### EXERCISE INPUTS
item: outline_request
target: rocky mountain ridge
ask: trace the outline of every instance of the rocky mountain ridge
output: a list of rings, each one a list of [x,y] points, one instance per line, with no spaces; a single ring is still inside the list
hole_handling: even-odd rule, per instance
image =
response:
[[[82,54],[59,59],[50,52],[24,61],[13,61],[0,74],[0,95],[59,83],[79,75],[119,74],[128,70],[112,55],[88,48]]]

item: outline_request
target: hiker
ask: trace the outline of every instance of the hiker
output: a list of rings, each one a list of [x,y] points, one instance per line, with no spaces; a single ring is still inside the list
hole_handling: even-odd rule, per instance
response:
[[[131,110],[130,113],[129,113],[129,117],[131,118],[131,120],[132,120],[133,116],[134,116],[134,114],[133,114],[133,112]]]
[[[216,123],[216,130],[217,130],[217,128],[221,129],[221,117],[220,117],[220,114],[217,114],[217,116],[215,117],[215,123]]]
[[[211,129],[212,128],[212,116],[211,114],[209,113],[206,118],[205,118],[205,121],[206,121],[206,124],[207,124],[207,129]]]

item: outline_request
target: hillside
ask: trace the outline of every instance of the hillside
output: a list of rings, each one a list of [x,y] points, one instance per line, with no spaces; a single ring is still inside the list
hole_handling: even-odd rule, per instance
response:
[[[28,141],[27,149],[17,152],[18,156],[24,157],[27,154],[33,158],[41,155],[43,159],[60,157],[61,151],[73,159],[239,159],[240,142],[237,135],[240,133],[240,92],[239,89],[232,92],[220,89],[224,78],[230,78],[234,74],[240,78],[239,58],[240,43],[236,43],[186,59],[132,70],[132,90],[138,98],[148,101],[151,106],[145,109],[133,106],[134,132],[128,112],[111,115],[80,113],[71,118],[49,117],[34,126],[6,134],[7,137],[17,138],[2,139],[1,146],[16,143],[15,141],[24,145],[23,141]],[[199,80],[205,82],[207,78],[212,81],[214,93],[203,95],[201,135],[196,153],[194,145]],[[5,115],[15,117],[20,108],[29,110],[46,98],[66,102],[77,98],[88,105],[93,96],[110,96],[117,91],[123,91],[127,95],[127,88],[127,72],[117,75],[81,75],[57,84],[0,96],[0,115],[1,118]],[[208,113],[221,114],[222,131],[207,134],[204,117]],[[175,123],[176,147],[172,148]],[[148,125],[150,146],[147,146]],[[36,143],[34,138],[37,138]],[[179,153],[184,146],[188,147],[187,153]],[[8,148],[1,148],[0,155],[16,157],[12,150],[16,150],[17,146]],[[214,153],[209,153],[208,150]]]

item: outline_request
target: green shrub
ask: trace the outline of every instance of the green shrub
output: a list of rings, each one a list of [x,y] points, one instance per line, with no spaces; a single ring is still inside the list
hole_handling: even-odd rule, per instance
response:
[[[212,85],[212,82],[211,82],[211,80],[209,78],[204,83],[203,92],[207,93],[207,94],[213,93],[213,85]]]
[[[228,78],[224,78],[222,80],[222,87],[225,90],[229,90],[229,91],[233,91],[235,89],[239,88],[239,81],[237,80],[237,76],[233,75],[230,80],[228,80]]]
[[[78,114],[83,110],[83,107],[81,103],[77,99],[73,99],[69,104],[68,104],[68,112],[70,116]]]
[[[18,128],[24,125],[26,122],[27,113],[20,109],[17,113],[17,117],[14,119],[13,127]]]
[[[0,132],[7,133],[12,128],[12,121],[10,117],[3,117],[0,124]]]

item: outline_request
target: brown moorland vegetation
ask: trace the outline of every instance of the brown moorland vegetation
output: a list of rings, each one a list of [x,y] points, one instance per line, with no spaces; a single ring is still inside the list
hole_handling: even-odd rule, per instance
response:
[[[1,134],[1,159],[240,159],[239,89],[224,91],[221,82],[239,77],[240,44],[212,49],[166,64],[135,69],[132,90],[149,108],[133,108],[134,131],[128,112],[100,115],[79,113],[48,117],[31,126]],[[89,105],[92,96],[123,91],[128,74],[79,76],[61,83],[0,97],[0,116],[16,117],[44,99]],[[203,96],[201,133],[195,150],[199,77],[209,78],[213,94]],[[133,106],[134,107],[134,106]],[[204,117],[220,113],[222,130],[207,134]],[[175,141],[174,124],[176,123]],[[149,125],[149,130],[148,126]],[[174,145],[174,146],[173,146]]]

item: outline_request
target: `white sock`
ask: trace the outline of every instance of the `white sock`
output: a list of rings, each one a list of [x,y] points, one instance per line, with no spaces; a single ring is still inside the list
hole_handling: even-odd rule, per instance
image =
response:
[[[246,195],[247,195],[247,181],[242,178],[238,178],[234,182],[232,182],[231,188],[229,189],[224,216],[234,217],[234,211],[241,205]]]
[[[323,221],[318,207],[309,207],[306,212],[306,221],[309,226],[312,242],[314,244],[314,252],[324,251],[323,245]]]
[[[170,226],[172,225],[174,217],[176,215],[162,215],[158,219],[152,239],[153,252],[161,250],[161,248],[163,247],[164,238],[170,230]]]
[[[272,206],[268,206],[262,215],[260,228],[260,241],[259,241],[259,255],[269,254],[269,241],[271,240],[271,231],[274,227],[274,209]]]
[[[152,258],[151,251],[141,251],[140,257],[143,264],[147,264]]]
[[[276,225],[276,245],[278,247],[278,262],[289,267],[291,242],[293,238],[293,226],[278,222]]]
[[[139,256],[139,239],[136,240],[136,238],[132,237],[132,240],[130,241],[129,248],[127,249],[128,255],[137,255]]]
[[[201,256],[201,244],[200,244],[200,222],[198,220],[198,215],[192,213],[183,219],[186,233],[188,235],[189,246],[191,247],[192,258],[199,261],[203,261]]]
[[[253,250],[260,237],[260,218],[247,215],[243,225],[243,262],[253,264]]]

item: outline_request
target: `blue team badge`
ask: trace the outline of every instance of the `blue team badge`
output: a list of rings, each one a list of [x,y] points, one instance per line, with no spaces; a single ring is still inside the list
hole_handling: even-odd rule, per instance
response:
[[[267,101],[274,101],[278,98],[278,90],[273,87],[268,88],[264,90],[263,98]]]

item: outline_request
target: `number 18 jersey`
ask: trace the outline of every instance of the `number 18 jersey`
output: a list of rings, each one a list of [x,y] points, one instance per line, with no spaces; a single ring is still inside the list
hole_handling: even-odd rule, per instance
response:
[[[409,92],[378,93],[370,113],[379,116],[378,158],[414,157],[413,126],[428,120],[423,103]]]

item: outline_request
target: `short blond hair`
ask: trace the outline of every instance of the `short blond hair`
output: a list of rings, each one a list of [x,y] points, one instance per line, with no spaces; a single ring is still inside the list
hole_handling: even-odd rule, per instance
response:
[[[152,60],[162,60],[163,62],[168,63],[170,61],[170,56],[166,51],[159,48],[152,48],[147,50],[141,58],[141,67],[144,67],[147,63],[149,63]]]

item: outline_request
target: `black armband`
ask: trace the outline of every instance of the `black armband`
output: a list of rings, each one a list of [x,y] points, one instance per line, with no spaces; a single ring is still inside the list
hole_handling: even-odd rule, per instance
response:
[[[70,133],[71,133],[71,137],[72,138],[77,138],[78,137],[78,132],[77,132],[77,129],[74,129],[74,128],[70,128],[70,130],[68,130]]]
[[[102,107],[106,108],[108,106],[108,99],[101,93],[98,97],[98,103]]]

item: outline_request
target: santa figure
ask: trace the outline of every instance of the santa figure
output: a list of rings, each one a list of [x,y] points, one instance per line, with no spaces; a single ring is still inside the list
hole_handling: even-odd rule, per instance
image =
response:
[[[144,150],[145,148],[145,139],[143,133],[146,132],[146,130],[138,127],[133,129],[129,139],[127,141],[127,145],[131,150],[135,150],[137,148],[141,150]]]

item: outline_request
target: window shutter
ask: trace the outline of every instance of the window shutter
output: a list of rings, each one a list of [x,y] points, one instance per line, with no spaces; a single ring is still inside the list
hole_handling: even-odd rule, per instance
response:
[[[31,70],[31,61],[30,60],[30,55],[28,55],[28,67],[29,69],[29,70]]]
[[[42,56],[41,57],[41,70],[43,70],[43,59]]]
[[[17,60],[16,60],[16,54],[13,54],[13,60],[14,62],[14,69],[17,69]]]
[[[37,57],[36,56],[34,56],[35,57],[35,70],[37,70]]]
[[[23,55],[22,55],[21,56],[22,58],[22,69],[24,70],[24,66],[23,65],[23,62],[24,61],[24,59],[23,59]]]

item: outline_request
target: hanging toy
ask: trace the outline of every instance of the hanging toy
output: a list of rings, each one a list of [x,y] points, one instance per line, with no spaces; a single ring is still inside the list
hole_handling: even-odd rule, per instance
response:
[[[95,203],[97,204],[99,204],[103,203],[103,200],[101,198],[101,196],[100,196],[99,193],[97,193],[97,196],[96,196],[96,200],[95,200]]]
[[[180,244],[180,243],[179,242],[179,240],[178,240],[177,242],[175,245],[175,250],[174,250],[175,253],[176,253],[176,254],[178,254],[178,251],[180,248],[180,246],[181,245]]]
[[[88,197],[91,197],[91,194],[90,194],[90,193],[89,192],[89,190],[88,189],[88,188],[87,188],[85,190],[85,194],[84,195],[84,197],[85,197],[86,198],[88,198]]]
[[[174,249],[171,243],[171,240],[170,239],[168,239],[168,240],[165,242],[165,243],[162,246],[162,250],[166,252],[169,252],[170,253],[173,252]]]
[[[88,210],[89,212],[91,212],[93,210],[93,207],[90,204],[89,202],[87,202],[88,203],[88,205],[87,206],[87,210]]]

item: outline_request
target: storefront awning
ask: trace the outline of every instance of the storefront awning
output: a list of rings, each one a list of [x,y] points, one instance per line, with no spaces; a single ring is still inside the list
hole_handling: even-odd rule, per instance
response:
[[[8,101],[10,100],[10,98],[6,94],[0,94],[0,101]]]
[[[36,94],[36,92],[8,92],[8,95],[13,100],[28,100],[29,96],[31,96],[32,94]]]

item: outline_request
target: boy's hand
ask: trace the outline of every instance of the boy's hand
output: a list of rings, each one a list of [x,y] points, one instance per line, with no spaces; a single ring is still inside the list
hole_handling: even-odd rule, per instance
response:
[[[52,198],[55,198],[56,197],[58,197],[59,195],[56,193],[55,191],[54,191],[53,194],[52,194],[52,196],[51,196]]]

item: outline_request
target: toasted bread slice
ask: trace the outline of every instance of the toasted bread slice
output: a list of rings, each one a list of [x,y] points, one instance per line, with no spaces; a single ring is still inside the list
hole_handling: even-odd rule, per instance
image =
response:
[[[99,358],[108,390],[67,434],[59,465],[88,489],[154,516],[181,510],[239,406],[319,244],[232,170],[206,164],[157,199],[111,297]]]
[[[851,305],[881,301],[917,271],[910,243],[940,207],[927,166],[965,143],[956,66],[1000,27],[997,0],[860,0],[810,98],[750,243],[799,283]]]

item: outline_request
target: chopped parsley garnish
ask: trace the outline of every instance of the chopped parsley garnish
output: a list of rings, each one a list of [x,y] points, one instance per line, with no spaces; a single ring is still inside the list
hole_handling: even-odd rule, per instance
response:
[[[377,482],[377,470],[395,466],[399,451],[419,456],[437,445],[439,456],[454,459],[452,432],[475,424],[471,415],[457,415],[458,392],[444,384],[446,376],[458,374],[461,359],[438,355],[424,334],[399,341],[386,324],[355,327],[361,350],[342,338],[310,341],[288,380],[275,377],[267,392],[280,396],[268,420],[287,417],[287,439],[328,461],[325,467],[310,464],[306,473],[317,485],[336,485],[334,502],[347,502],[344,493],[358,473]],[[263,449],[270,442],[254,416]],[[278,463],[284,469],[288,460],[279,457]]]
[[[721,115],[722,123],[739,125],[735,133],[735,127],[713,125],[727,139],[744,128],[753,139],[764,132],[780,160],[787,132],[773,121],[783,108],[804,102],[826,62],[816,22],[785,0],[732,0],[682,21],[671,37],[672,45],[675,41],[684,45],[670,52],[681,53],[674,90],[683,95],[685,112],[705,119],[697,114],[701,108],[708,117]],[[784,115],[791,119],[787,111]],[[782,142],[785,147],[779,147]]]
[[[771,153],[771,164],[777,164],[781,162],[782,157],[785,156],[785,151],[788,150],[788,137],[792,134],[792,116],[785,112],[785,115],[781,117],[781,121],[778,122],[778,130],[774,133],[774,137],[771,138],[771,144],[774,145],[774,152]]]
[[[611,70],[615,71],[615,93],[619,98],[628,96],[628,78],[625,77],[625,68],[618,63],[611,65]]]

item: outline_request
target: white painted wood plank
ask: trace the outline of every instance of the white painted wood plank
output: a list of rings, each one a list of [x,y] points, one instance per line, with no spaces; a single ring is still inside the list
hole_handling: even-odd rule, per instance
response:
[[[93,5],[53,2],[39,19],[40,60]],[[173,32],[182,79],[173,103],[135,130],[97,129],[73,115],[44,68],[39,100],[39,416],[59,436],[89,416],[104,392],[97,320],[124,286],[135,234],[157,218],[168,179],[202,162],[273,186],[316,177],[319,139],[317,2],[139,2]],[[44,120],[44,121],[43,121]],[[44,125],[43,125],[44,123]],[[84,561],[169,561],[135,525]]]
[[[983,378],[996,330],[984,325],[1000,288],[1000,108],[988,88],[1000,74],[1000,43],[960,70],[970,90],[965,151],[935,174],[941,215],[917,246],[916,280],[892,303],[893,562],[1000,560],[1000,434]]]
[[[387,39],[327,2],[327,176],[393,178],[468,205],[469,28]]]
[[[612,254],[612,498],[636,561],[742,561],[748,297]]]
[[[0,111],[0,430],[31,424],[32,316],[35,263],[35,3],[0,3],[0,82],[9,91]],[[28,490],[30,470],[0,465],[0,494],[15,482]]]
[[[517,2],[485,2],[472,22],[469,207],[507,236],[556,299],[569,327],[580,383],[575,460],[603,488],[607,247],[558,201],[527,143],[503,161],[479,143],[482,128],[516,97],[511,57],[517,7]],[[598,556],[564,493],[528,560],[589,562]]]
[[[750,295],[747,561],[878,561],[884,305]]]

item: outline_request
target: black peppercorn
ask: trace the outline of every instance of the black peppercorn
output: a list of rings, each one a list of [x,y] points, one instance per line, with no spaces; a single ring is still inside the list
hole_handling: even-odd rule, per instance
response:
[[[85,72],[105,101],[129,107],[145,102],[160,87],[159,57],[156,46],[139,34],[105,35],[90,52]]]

### EXERCISE INSTRUCTIONS
List every line of the rows above that contains the word "toasted".

### FULL SOLUTION
target: toasted bread slice
ask: trace the outline of every instance of the toasted bread slice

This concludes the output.